Retype the data below word for word, starting with the line that contains "rear side window in the photo above." and going on through the last line of the data.

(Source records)
##########
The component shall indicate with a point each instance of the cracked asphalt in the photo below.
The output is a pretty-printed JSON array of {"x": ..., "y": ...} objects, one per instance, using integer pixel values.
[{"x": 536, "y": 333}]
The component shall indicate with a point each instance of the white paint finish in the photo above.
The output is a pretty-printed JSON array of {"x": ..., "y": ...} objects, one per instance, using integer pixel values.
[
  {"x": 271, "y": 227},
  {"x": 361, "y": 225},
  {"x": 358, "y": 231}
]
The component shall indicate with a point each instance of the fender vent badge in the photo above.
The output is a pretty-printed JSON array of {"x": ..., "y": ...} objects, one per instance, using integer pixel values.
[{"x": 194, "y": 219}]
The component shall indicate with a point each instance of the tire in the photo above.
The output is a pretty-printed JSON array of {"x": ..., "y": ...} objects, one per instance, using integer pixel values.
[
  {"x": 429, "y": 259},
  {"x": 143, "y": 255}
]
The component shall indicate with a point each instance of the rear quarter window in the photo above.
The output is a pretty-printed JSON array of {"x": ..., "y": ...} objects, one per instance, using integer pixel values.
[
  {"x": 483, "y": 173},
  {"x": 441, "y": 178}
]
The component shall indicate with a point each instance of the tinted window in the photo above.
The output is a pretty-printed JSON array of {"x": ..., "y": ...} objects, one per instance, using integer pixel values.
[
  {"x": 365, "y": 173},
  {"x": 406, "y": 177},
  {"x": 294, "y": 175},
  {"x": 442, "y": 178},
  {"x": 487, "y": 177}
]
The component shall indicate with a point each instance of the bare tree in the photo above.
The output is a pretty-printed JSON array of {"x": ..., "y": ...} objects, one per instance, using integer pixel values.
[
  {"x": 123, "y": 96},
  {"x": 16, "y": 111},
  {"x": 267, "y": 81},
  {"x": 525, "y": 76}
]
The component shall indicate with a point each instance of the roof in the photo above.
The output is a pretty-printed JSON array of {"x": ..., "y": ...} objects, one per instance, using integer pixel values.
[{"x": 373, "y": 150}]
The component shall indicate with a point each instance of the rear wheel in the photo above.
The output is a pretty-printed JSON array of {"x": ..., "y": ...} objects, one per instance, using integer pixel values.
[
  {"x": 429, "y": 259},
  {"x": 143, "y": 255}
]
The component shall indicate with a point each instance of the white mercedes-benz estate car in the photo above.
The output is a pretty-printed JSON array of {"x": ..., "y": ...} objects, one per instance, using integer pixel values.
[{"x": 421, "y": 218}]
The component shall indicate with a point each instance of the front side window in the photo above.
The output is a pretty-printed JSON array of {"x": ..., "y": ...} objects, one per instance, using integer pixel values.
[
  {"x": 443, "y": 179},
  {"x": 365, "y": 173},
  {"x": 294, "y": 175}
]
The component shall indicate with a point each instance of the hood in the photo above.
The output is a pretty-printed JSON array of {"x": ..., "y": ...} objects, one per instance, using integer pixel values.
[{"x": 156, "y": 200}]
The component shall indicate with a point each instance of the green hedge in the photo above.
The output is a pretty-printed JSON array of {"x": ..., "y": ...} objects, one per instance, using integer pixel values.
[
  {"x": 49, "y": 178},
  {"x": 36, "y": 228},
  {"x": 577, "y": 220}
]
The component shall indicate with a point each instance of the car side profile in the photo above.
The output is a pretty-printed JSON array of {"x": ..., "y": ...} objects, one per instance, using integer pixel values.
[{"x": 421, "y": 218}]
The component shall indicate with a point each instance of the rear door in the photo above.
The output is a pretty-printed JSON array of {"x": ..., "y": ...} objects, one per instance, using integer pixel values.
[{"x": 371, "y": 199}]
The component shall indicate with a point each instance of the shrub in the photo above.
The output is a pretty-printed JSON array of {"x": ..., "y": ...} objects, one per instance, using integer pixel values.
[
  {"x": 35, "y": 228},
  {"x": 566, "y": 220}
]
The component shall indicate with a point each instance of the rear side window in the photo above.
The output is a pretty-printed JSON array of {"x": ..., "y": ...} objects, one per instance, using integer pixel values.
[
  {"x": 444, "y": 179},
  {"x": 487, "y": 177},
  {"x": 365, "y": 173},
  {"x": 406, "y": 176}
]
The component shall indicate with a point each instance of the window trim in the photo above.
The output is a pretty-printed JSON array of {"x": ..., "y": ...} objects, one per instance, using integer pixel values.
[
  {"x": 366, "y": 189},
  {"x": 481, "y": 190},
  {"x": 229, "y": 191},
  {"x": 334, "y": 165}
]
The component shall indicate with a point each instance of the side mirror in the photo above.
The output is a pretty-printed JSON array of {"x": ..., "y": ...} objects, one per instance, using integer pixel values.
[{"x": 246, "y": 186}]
##########
#### The completed task:
The component shall indicate with a point each instance of the rear side window in the photo above.
The output is a pretty-printed JSON array of {"x": ..., "y": ...} objects, one per instance, using integer pixel values.
[
  {"x": 444, "y": 179},
  {"x": 487, "y": 177},
  {"x": 365, "y": 173},
  {"x": 406, "y": 176}
]
The component shall indicate with a point each instance of the window trim in the photo above.
The output is a pretty-printed JSON array of {"x": ..., "y": ...} objects, one per instance, using integer pixel values.
[
  {"x": 366, "y": 189},
  {"x": 481, "y": 190},
  {"x": 229, "y": 191},
  {"x": 334, "y": 165}
]
The component shall indicate with a point each instance of the side mirror in the photo above.
The output is a pretty-printed JSON array of {"x": ..., "y": ...} objects, one per instance, using integer pixel values.
[{"x": 246, "y": 186}]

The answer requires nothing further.